>>>>
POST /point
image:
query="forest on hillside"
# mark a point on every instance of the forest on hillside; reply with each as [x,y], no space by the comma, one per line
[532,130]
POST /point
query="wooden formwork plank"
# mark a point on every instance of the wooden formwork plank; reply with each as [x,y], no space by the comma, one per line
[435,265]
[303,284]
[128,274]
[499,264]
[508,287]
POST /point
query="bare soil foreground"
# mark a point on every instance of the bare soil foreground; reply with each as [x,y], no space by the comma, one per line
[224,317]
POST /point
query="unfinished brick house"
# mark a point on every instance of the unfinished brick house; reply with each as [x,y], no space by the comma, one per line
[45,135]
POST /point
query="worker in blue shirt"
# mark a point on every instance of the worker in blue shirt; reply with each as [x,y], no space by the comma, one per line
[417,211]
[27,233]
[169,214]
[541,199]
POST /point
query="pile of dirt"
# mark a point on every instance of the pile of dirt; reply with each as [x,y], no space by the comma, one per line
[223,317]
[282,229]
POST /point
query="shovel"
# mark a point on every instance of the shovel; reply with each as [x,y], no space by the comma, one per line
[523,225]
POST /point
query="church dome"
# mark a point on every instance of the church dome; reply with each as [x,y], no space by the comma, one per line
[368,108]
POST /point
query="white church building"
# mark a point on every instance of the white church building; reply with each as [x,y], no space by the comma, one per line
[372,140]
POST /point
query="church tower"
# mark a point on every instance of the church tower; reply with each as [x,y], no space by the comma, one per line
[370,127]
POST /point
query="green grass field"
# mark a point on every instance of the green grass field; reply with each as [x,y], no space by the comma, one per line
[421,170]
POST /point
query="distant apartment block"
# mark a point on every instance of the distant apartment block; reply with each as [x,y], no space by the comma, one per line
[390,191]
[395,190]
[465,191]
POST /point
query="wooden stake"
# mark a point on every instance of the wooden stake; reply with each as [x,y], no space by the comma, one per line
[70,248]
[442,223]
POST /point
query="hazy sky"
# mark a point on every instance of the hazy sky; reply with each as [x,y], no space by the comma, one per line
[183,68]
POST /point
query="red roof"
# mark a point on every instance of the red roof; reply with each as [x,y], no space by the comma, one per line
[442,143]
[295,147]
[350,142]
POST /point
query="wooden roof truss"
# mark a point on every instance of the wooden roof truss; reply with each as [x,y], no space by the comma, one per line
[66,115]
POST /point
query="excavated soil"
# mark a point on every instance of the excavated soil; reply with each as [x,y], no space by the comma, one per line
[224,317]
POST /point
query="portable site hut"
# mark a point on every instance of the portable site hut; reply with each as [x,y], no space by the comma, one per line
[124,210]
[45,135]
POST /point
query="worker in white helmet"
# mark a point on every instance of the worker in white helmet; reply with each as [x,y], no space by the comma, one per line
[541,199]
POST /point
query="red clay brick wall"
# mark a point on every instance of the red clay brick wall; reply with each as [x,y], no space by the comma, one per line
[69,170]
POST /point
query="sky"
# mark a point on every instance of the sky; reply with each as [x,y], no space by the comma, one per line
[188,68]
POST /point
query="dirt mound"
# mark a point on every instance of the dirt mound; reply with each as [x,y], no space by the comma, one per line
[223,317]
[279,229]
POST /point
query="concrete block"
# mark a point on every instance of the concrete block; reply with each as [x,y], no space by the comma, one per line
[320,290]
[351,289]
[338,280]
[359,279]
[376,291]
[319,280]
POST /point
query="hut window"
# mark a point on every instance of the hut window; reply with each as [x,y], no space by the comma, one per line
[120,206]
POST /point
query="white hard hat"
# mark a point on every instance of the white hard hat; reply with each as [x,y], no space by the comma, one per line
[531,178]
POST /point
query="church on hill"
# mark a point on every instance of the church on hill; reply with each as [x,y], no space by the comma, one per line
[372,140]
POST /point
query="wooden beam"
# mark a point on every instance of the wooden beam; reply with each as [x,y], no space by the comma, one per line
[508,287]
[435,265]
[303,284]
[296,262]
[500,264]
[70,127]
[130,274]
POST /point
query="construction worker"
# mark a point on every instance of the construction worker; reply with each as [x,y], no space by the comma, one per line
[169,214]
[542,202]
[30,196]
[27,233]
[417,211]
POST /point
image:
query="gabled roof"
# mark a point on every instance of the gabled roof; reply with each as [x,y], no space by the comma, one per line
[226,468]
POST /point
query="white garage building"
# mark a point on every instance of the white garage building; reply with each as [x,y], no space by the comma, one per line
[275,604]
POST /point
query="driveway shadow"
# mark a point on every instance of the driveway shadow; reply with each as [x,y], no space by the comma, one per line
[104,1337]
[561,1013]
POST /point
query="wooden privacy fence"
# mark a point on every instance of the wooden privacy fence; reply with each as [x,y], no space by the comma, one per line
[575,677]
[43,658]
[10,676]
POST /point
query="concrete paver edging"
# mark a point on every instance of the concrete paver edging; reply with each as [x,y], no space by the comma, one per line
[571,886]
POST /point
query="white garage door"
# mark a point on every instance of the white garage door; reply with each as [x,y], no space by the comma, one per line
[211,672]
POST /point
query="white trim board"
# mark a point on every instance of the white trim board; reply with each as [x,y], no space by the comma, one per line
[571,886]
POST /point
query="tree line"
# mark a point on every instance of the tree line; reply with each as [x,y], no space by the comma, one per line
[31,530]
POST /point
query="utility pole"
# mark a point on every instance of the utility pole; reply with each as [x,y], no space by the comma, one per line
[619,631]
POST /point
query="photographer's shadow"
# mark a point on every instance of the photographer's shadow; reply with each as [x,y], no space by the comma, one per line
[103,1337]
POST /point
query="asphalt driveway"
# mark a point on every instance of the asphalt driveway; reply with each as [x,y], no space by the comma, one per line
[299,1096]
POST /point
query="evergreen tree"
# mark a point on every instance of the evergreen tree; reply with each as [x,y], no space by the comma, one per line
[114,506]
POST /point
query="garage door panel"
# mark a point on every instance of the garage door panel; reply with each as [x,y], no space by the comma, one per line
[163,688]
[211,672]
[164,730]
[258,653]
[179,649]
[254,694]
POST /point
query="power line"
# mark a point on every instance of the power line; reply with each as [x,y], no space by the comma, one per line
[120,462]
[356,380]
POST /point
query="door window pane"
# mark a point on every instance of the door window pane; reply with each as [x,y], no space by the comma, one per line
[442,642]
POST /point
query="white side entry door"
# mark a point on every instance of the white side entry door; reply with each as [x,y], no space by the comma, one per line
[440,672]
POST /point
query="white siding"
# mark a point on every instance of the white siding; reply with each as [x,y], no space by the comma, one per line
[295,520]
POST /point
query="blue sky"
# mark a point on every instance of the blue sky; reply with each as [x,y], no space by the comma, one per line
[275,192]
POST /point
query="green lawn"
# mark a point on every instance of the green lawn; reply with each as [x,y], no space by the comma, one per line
<<<<
### To do
Please return the data above exactly as given.

### Task solution
POST /point
image:
query="forest on hillside"
# mark a point on every instance of the forest on hillside; reply with each as [x,y], no space by the comma, one per line
[532,130]
POST /point
query="wooden formwork plank"
# mark a point on every instance of the wooden formwork plank; reply with each as [x,y], no space by the comma, one per line
[435,265]
[303,284]
[128,274]
[499,264]
[508,287]
POST /point
query="bare soil foreground"
# mark a point on every instance of the bare soil foreground; reply with each as [x,y], no space by the comma, one per line
[224,317]
POST /point
query="unfinished brick house"
# mark a point on every instance of the unfinished brick house; reply with each as [x,y], no space by the comma, one per line
[45,135]
POST /point
query="worker in blue shirt"
# mark a point on every instance of the worker in blue shirt; reply with each as [x,y], no space by the comma, one per line
[417,211]
[27,233]
[169,214]
[541,199]
POST /point
query="pile of dirt"
# mark a point on every instance of the pile of dirt; reply with each as [x,y], no space by the comma, one per line
[223,317]
[282,229]
POST /point
query="shovel"
# mark a point on every instance of the shovel; reply with each as [x,y], no space by the comma, one per line
[523,225]
POST /point
query="church dome"
# mark a point on every instance of the church dome; reply with each as [x,y], no space by the comma, one per line
[368,108]
POST /point
query="white church building"
# mark a point on every instance of the white church building; reply with each as [x,y], no space by the comma, one per line
[372,140]
POST /point
query="church tower"
# mark a point on every instance of the church tower; reply with each as [x,y], no space by the comma, one per line
[370,127]
POST /point
query="green grass field"
# mark a point on every instance of the green grass field; reply with each as [x,y], no space by the comma, one per line
[421,170]
POST /point
query="distant apartment block"
# mark a point on every instance of the distant apartment block; reply with each as [x,y], no space by the comma, one per line
[390,191]
[395,190]
[465,191]
POST /point
query="wooden stake"
# mark a point on every instance of the wooden stake; reply with each as [x,y], no space by the comma, one per line
[70,248]
[442,223]
POST /point
query="hazy sky"
# mark a point on every instance of the hazy sky; reply with each as [x,y], no space by the comma, one per line
[183,68]
POST /point
query="red roof"
# mark a point on every instance of the red roof; reply with each as [x,y], no space by the comma, one per line
[442,143]
[295,147]
[350,142]
POST /point
query="wooden roof truss"
# mark a point on every instance of the wooden roof truss; reply with each as [x,y], no space by the comma, one per line
[66,115]
POST /point
query="excavated soil"
# mark a point on every instance of the excavated soil; reply with each as [x,y], no space by the comma, one per line
[224,317]
POST /point
query="portable site hut"
# mark a point on every instance of the portable site hut; reply with each as [x,y], no space by the comma, one per line
[124,210]
[45,135]
POST /point
query="worker in white helmet"
# mark a point on every instance of the worker in white helmet; reply with each as [x,y], no space by the comma, one per line
[541,199]
POST /point
query="red clay brick wall"
# mark a point on every instance of the red clay brick wall; reply with each as [x,y], no space by the comma, one per line
[69,170]
POST /point
query="sky"
# mark a point on every instance of the sky; reply with each as [x,y], no space by the comma, one per line
[188,68]
POST /point
query="dirt mound"
# mark a point on every instance of the dirt mound; reply with each as [x,y], no space by the comma, one per line
[223,317]
[279,229]
POST /point
query="concrete block"
# mark a point on every instance of the concrete block; reply with each as [x,y], no space by the comma, one per line
[320,290]
[351,289]
[338,280]
[359,279]
[376,291]
[319,280]
POST /point
query="hut window"
# mark a point on every instance of the hut window; reply with each as [x,y], no space by the comma, one per line
[120,206]
POST /point
query="white hard hat"
# mark a point on every instance of the white hard hat; reply with each as [x,y], no space by the comma, one per line
[531,178]
POST /point
query="church on hill"
# mark a point on every instance of the church on hill; reply with each as [x,y], no space by the comma, one per line
[372,140]
POST /point
query="wooden beam"
# mark a point on every instance of the wooden beam; reply with each as [x,y], no space by the comma, one per line
[508,287]
[435,265]
[303,284]
[296,262]
[500,264]
[70,127]
[130,274]
POST /point
query="construction worker"
# mark a point on every instance of the construction worker; reply with each as [x,y], no space by the comma, one per line
[169,214]
[542,202]
[30,196]
[27,233]
[417,211]
POST /point
image:
query="gabled roof"
# mark a point on every instance of the gabled roof; reply with each as [x,y], no space by the comma, one per line
[226,468]
POST /point
query="white garage building"
# mark a point on every instance of the white garage building; reply with each as [x,y], no space by the comma, one per line
[275,604]
POST /point
query="driveway shadow"
# mark a point on every instance of the driveway shadow; reply with each as [x,y], no space by the comma, one per line
[104,1337]
[561,1013]
POST /point
query="wooden privacy fence"
# mark a point on every instance of the wooden privacy fence; reply with each as [x,y], no space by the comma, one per line
[575,677]
[43,658]
[10,676]
POST /point
query="concrete paver edging"
# mark a point on every instance of the concrete paver edging; reply with each as [x,y], no space by the comma, one per line
[571,886]
POST /point
query="white garage door"
# mark a point on every instance of the white garage door; reply with each as [x,y], no space by the comma, one per line
[211,672]
POST /point
query="white trim board"
# mark a point on every instance of the white trim board; reply with each as [x,y], no space by the comma, one per line
[571,886]
POST /point
query="tree line"
# mark a point on every instance of the tree line; reply with each as [x,y], no space by the comma, one per line
[31,530]
POST /point
query="utility pole"
# mark a point on every instance of the utility pole; reply with each as [x,y], no space by the comma, one per line
[619,631]
POST /point
query="photographer's shadow"
# mark a point on every instance of the photographer's shadow; reply with each as [x,y], no space by the comma, one per line
[103,1337]
POST /point
query="asphalt driveway"
# mark a point on every instance of the asphalt driveway; reply with each as [x,y], no space by the comma, one per line
[299,1096]
POST /point
query="evergreen tree"
# mark a point on every instance of the evergreen tree; reply with each as [x,y], no space by the comma, one per line
[114,506]
POST /point
query="garage door panel"
# mark a point on every instance of the garage door panel; reply with each as [x,y], no space by the comma, one per line
[163,688]
[211,672]
[164,730]
[258,653]
[179,649]
[254,694]
POST /point
query="power line"
# mark a point on every instance of the power line; reply with each as [x,y], no space by the comma, one per line
[120,462]
[356,380]
POST /point
query="door window pane"
# mark a point on every instance of the door window pane; reply with each as [x,y], no space by the comma, one per line
[442,642]
POST /point
query="white side entry door"
# mark a point on every instance of the white side entry door; reply with each as [x,y], no space by the comma, one per line
[440,672]
POST /point
query="white siding"
# mark a point on every instance of the white siding; reply with each as [x,y], no space by the comma, one per line
[295,520]
POST /point
query="blue sky"
# mark a point on every instance of the blue sky; reply with each as [x,y], no space by the comma, one per line
[275,192]
POST /point
query="green lawn"
# mark a point on every instance of the green lawn; reply with each as [x,y], no space by the comma, one per line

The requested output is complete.